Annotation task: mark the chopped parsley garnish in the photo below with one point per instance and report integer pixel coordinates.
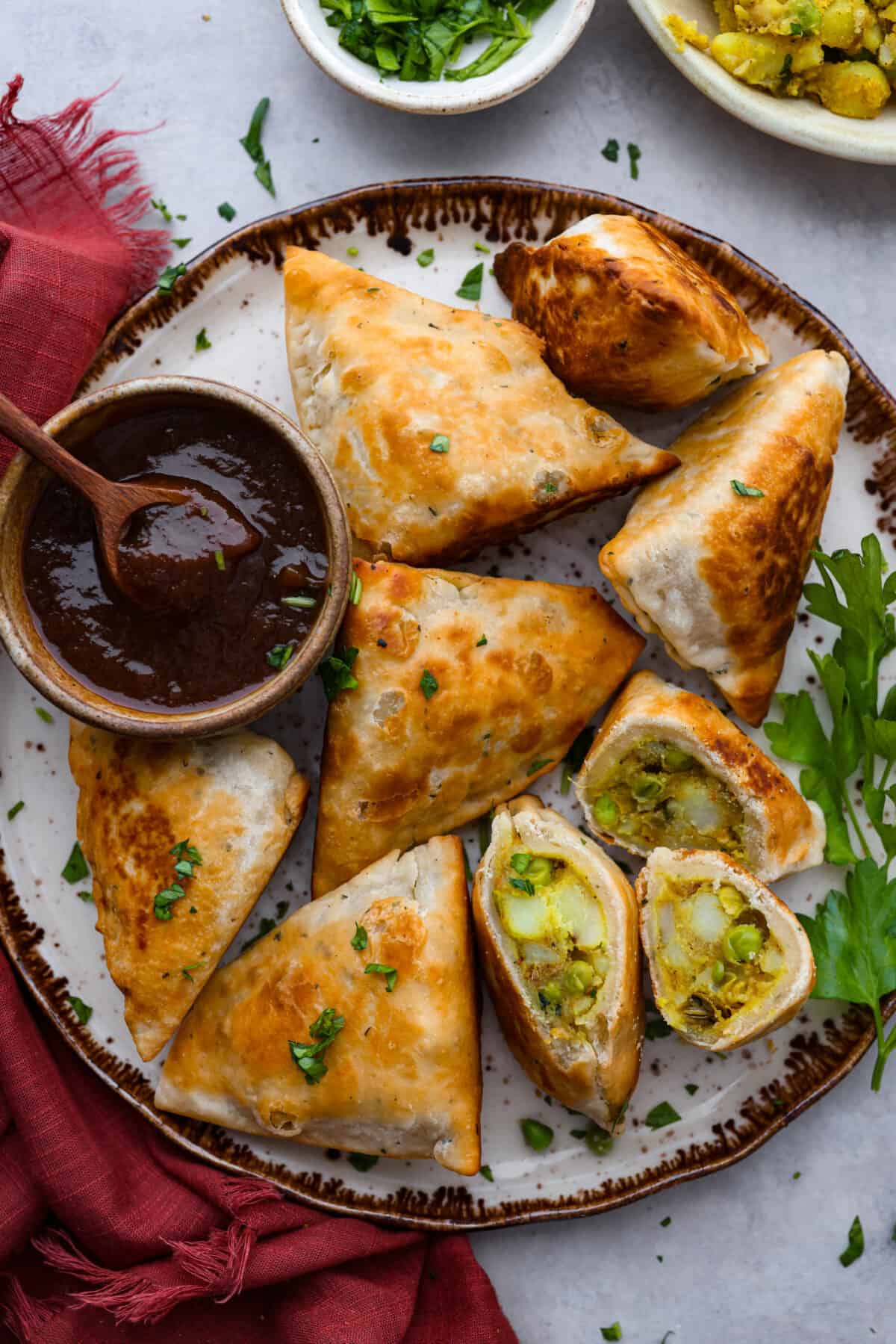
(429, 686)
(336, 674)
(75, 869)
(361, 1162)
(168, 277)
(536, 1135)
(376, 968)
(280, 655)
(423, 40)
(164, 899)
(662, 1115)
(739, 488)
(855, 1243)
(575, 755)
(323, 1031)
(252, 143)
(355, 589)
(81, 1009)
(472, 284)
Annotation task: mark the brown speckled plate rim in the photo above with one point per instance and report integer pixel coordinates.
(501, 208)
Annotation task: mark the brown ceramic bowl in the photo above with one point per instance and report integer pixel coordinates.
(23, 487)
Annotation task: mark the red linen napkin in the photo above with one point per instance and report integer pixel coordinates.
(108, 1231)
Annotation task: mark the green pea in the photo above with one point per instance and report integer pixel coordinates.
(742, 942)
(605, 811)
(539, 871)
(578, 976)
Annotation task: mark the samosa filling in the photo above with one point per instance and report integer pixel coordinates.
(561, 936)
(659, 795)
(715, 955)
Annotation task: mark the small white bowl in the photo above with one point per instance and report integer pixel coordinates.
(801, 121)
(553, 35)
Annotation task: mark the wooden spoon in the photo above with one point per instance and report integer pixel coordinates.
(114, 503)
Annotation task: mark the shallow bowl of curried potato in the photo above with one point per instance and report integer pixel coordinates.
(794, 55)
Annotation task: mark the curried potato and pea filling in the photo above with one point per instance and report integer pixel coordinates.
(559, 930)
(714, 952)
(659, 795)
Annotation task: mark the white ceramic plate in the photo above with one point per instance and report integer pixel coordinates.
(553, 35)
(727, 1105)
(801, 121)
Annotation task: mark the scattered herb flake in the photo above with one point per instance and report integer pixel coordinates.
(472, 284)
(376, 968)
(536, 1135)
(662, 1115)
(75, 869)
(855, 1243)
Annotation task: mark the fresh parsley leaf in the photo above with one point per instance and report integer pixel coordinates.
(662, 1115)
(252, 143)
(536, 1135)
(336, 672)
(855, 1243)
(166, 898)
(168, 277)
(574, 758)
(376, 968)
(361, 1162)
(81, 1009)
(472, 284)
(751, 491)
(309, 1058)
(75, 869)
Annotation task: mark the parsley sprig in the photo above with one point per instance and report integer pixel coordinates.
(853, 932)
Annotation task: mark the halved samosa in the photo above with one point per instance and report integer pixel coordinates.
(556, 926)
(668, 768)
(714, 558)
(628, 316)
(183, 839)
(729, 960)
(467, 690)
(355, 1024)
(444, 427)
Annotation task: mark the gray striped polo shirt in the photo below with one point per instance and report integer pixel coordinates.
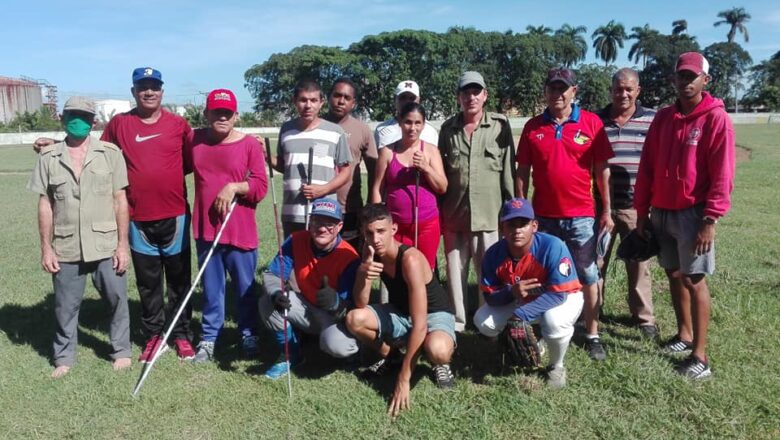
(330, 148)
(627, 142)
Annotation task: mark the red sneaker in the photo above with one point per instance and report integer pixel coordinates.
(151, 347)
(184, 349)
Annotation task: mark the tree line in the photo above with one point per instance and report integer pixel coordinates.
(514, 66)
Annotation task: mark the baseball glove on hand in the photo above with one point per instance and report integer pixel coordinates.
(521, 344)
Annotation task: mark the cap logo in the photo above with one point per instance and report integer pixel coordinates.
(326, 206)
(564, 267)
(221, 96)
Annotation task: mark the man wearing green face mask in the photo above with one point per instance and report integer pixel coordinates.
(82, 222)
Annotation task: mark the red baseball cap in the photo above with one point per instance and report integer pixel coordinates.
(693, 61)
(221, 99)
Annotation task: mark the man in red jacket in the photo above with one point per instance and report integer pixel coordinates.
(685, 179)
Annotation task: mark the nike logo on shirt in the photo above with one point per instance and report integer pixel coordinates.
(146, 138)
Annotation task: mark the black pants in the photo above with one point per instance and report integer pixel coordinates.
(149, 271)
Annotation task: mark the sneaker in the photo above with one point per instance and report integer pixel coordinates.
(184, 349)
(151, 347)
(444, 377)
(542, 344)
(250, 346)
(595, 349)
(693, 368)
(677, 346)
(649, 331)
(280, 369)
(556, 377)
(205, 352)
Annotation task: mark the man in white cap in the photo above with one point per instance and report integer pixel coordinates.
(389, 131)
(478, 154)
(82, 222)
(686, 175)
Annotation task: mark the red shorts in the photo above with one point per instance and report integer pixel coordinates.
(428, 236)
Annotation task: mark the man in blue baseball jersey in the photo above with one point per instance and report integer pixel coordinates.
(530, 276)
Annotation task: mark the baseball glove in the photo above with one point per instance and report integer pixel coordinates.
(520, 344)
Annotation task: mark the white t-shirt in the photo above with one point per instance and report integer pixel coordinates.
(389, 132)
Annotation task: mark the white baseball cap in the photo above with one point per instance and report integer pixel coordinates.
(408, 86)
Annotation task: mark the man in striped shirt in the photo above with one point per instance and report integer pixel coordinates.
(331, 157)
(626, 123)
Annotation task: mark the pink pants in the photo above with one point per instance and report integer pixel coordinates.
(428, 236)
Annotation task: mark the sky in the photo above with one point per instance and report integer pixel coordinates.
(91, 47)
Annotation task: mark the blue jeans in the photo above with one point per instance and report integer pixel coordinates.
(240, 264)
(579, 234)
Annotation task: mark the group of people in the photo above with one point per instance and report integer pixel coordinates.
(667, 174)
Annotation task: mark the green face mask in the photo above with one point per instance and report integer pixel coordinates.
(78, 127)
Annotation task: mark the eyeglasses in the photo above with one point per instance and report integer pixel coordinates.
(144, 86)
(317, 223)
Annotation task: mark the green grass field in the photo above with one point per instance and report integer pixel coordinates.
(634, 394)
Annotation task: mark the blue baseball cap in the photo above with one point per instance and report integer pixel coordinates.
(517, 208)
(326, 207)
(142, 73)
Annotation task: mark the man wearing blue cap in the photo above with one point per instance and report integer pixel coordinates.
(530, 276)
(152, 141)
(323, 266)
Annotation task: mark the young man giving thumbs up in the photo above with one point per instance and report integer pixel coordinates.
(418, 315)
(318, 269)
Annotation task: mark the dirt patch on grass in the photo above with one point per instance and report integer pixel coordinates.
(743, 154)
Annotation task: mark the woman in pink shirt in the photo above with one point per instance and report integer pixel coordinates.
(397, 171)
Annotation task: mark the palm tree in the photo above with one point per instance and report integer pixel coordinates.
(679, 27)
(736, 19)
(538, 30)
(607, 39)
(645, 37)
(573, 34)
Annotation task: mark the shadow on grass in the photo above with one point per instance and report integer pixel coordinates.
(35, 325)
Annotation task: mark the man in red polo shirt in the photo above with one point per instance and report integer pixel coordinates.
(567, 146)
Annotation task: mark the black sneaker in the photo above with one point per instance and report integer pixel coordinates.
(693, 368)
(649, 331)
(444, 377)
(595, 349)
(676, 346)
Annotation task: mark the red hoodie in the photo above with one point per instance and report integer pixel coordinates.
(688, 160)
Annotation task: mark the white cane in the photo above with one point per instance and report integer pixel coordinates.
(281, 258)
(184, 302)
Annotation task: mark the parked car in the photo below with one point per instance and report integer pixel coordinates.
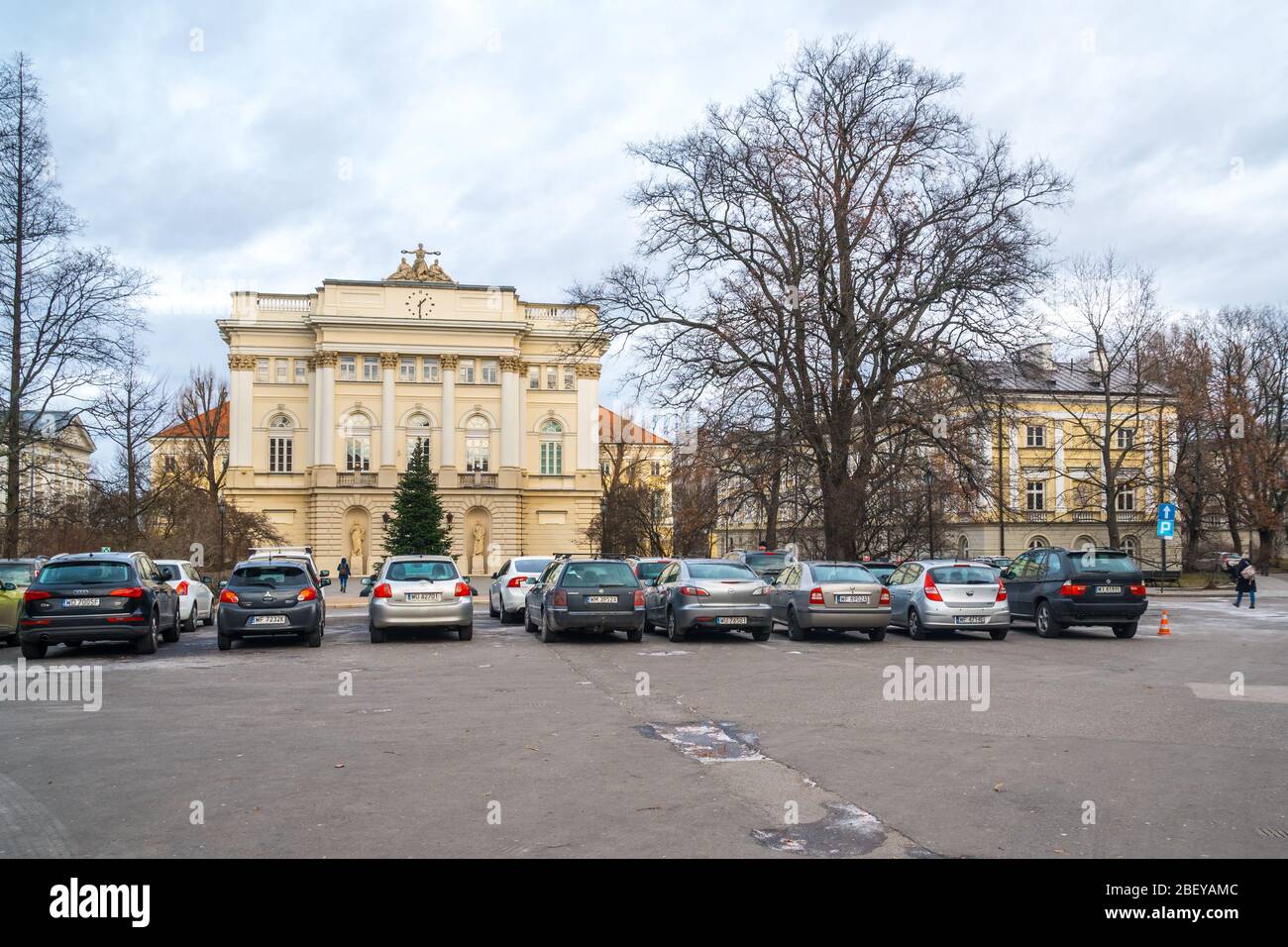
────────
Quote precisely the lines of the data from the line containing "Annotation task: mark the green grass" through its final line, both included, excluding pictures.

Annotation task: mark the green grass field in the photo above with one point per instance and report integer pixel coordinates.
(634, 394)
Annotation task: mark the blue baseball cap in the photo above with one point per instance and report integer pixel coordinates.
(517, 208)
(326, 207)
(142, 73)
Annotation task: mark the man wearing blue cap in the photo above with one point per instance and report integer pixel coordinates.
(530, 276)
(152, 141)
(323, 266)
Annotation task: mark the young man giving thumbs up in the photo above with one point per instance and report integer pixel coordinates.
(418, 315)
(318, 269)
Annotation task: mark the dirt patch on grass in the photo above with one point per instance and report integer pixel coordinates.
(743, 154)
Annotation task: mark the woman in pink shirt in the photo above with one point per instance and report integer pixel coordinates.
(397, 171)
Annotation task: mark the palm tree in the photo above with one point per instance and report integer pixel coordinates.
(679, 27)
(736, 19)
(538, 30)
(607, 39)
(645, 37)
(573, 34)
Annotation task: mark the shadow on grass in the photo above with one point per instance and report integer pixel coordinates.
(35, 325)
Annotation task: mark the man in red polo shirt in the photo above with one point per instance and report integer pixel coordinates.
(567, 146)
Annotation task: mark the black sneaker in the photo above with one point per instance and report integer pixel coordinates.
(693, 368)
(649, 331)
(444, 377)
(595, 349)
(676, 346)
Annotation task: mark the red hoodie in the photo above with one point per instance and report integer pixel coordinates.
(688, 160)
Annotation task: mark the white cane in the photo above with one point per instance and report integer pixel coordinates.
(281, 258)
(184, 302)
Annotation task: mark the parked car in the photo below with one point per instance and report integer pixel coordinates.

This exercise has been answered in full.